=== Begin Enclosure ===

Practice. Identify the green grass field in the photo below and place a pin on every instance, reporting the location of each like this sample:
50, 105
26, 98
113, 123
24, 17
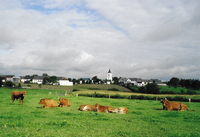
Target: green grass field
145, 117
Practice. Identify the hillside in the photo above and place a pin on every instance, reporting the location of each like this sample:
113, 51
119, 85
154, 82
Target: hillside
79, 87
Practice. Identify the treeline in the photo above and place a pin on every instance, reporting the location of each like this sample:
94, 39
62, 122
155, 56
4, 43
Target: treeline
186, 83
153, 88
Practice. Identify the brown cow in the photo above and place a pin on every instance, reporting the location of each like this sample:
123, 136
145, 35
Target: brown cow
18, 95
64, 102
48, 103
87, 107
121, 110
173, 105
106, 109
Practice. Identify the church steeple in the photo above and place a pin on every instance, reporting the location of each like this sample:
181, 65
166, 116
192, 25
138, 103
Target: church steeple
109, 77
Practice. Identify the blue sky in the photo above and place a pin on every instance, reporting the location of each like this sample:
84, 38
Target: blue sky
86, 38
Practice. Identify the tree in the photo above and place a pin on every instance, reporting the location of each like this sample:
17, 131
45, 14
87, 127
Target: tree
40, 85
96, 80
69, 79
19, 85
52, 79
45, 74
9, 84
74, 81
116, 80
1, 82
174, 82
152, 88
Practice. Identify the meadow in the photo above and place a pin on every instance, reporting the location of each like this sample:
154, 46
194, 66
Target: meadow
145, 117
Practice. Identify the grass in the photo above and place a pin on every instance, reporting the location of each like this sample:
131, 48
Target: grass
80, 87
145, 117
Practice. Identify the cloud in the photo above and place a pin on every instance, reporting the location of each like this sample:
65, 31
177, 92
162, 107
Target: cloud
85, 38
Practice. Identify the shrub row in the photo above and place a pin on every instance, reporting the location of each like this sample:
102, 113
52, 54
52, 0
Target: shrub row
141, 97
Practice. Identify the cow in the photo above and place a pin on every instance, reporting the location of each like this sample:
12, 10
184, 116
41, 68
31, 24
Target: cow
169, 105
106, 109
121, 110
64, 102
48, 103
87, 107
18, 95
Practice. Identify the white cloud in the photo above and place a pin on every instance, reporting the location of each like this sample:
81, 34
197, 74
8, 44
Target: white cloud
147, 39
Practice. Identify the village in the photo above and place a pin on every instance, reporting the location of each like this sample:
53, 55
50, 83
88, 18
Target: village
63, 81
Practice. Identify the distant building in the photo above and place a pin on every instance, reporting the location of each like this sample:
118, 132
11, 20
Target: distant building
64, 81
11, 78
109, 77
139, 82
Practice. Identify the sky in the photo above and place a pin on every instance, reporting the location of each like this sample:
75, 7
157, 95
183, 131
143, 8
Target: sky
85, 38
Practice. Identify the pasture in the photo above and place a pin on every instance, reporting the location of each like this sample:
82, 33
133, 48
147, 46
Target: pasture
145, 117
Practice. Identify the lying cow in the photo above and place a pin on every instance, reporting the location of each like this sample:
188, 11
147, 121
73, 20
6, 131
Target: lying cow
169, 105
18, 95
64, 102
106, 109
87, 107
48, 103
121, 110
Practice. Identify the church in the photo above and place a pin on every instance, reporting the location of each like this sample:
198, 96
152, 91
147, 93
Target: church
109, 77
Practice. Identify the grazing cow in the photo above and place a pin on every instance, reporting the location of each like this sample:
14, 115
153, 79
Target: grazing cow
18, 95
48, 103
106, 109
64, 102
121, 110
87, 107
173, 105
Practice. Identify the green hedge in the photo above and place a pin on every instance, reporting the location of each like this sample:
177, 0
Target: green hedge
141, 97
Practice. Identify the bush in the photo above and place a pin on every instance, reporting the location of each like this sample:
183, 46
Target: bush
191, 92
9, 84
113, 89
74, 90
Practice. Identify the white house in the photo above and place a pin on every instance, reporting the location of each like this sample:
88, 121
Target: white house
25, 78
38, 79
83, 80
109, 77
140, 82
5, 78
64, 81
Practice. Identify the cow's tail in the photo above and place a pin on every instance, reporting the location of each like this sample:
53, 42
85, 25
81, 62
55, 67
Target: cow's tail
190, 110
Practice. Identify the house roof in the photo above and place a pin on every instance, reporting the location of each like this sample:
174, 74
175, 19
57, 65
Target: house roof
39, 77
109, 71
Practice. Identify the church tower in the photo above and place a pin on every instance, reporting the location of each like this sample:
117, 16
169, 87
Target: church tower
109, 77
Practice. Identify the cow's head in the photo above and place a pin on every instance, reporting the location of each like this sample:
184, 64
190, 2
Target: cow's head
164, 101
42, 100
24, 93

=== End Enclosure ===

YOUR OBJECTIVE:
Output the data above in full and exactly, with every image left out.

TASK OUTPUT:
Practice. Identify the green grass field in the photo below and place a pin on every instance, reporting the location of each like this sample:
50, 105
26, 98
113, 123
24, 17
Target: green grass field
145, 117
Practice. Identify the hillside in the photo above and place a pin on every instance, reporting the location of each like this sample:
113, 51
119, 85
154, 82
Target: hillside
79, 87
Practice. Identify the treeline in the photo above and place a pin on every instance, reporting the location of each like this sample:
94, 39
62, 122
155, 56
4, 43
Target: treeline
186, 83
153, 88
Practice. Identify the brown cow in the photo above and place a pin on every instance, reporting the location of each like this sample:
123, 136
145, 35
Target: brown cow
18, 95
64, 102
48, 103
87, 107
121, 110
173, 105
106, 109
Practice. Identify the church steeple in the photo above and place a pin on every instance, reporting the location of each like this sample:
181, 65
166, 116
192, 25
138, 103
Target: church steeple
109, 77
Practice. Identify the blue sky in the photo above and place a pin on every instance, reporting the location of each like this sample:
84, 38
Target: blue sky
86, 38
Practice. Identify the tree in the photo above and place a pin on every instance, reporting the location of each like this sample:
17, 131
45, 14
87, 127
Target: tree
40, 85
96, 80
69, 79
19, 85
52, 79
45, 74
9, 84
74, 81
116, 80
1, 82
174, 82
152, 88
Practice. Identify the meadow in the photo above and place a pin on every instance, reporting the location of each like this sample:
154, 46
194, 66
Target: meadow
145, 117
Practice. Identify the grass in the photo above and place a pin on every instance, reporting the location of each like this sample:
131, 48
Target: grass
80, 87
145, 117
Practice. Identify the cloud in the photo above and place a pin on every instance, reporting the location of each like this sample:
65, 31
177, 92
162, 107
Target: cloud
85, 38
Practice. Identify the shrub row in the photo above and place a pin on every instance, reporting the location of each like this sample:
102, 113
52, 54
52, 0
Target: shrub row
141, 97
Practice. Identify the cow in the photo above and place a pin on every instance, reporting the location of each like this sample:
12, 10
184, 116
41, 68
31, 24
Target: cow
169, 105
106, 109
121, 110
64, 102
48, 103
87, 107
18, 95
Practice. Identify the white cloud in the photo above and place a pin on every instance, reporting the location of each like this sample:
81, 34
197, 74
8, 44
Target: white cloud
147, 39
Practice. Identify the village in the photo above and place a pin on every instance, reporting the location of each like this sample:
53, 55
50, 83
88, 18
Target: village
63, 81
Practice. Identify the distant building in the photo above and place a pin on every instance, reporting the location of each like this sample:
118, 132
11, 20
Target: distant building
64, 81
11, 78
109, 77
139, 82
Practice. Identify the sky in the photo above and place a pin on every instance, reporting the location of each like this sample:
75, 7
157, 95
183, 131
143, 8
Target: sky
85, 38
Practice. Identify the pasture in the photo above and place a pin on every instance, reporting the location of each like this sample:
82, 33
133, 48
147, 46
Target: pasture
145, 117
Practice. Identify the lying cow in the photo above and place a pin on every instance, reporting the location of each like this sample:
188, 11
147, 121
73, 20
6, 131
Target: lying cow
169, 105
18, 95
64, 102
106, 109
87, 107
48, 103
121, 110
Practice. Identify the church in the photo above and place a pin on every instance, reporting the location of each like this sample:
198, 96
152, 91
147, 93
Target: church
109, 77
Practice. Identify the grazing cow in the photo above and place a pin on every instance, reporting the location of each like this sample:
14, 115
153, 79
Target: grazing cow
18, 95
48, 103
106, 109
64, 102
121, 110
87, 107
173, 105
Practice. Identify the green hedge in the photo above and place a pin on every instance, reporting the location of each like this sample:
177, 0
Target: green hedge
141, 97
Practice. Identify the bush in the photo above and place a pin on every instance, reporting the location of each like this sample:
183, 46
Target: bush
191, 92
9, 84
113, 89
74, 90
Practice. Identify the white house in the photo above and place a pin on every instance, reporting the location of each like this sample:
88, 121
Target: white house
25, 78
38, 79
83, 80
109, 77
140, 82
5, 78
64, 81
Practice. Identify the cow's tail in the photo above and place a pin on every instance, reporting the location of each like this sample:
53, 42
85, 25
81, 62
55, 67
Target: cow's tail
190, 110
Practice. Identify the house roof in the photo above and place a pin on every instance, reporting the location of each like this sample:
174, 74
175, 19
57, 65
Target: house roof
39, 77
109, 71
Practice. Identify the church tower in the photo above and place a pin on every instance, reporting the location of each like this sample:
117, 16
169, 87
Target: church tower
109, 77
Practice. Identify the cow's head in the photo above and place a pin on every instance, reporting the location of each like this sample:
184, 64
190, 2
Target: cow's head
164, 101
42, 100
24, 93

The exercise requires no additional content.